Texto del ejercicio »
___
Foto: zapatero-puente-puigdemont-psoe-cerdan

La muerte política de Santos Cerdán y el salto cualitativo que supone su entrada en la cárcel es una mala noticia para Junts. No porque el navarro no tenga sustitutos, algunos más capacitados que él, que puedan relevarle como titulares en las negociaciones con Junts. Ahí está por ejemplo Rodríguez Zapatero, que en la reunión de este fin de semana en Bélgica ya ocupó su puesto, como lo había hecho con anterioridad improvisando junto a Carles Puigdemont la intervención del mediador Francisco Galindo para salir del atolladero en el que se habían metido los junteros cuando se marcaron el farol de exigir una cuestión de confianza a Pedro Sánchez. Pero más allá de Zapatero, cualquier persona que nombre Pedro Sánchez servirá para ese cometido, pues el mandato es mantener la legislatura en pie y ceder hasta donde resulte políticamente factible hacerlo.

El problema que supone Cerdán en prisión es más bien de índole narrativa y de posibles costes electorales. La gran camaradería del ahora preso ex secretario general del PSOE con Junts, sitúa a los de Puigdemont demasiado cerca del epicentro de corrupción socialista.
___
Datos de máscaras de segmentación:
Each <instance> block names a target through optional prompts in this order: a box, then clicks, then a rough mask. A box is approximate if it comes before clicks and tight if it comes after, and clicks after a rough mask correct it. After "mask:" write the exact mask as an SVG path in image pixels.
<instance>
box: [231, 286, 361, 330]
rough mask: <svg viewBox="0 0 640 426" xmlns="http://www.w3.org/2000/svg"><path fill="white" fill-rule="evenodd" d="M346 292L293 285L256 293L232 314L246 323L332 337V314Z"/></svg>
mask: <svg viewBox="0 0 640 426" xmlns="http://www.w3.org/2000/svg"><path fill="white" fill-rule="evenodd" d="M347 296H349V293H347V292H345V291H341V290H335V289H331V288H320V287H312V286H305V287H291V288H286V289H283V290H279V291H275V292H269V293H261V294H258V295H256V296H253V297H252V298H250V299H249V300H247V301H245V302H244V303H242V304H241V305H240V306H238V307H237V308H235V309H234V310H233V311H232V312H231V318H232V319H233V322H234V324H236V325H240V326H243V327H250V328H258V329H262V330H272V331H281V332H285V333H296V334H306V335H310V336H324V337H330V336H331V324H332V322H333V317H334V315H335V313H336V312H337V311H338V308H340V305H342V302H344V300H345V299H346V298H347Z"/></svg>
___
Qué se pide » Prolonga el texto sobre el encarcelamiento de Santos Cerdán y sus efectos para Junts a partir de su última oración.

Respuesta a continuación »
Y hace más visible que en ningún otro partido de los que conforman la mayoría de investidura la laxa reacción ante el escándalo de corrupción socialista. No sería un problema si Junts aspirase únicamente a ser el partido que era hace un par de años, enarbolando únicamente la bandera independentista; pero sí lo es desde el momento en el que intenta también atraer hacia sí un electorado de matriz conservadora y liberal que no vive con confortabilidad la marea de corrupción que tiene contra las cuerdas al PSOE.

Foto: nucleo-duro-puigdemont-cierra-filas-sanchez

Mal que mal, esto puede torearse, pero no eternamente. Obliga a los socialistas a pasar por caja rápido para abonar los pagos que tienen pendientes con Junts. Cuestión, ésta, nada fácil con la actitud que está manteniendo Podemos en el hemiciclo. Puesto que para los morados, los junteros son ya un partido supremacista y ultraderechista. El problema para los junteros es que la corrupción socialista hace más perentoria la necesidad de enseñar rápido, más allá de la amnistía, las ventajas de mantener el apoyo a Pedro Sánchez. Santos Cerdán en la cárcel es, en este sentido, un acelerador de partículas.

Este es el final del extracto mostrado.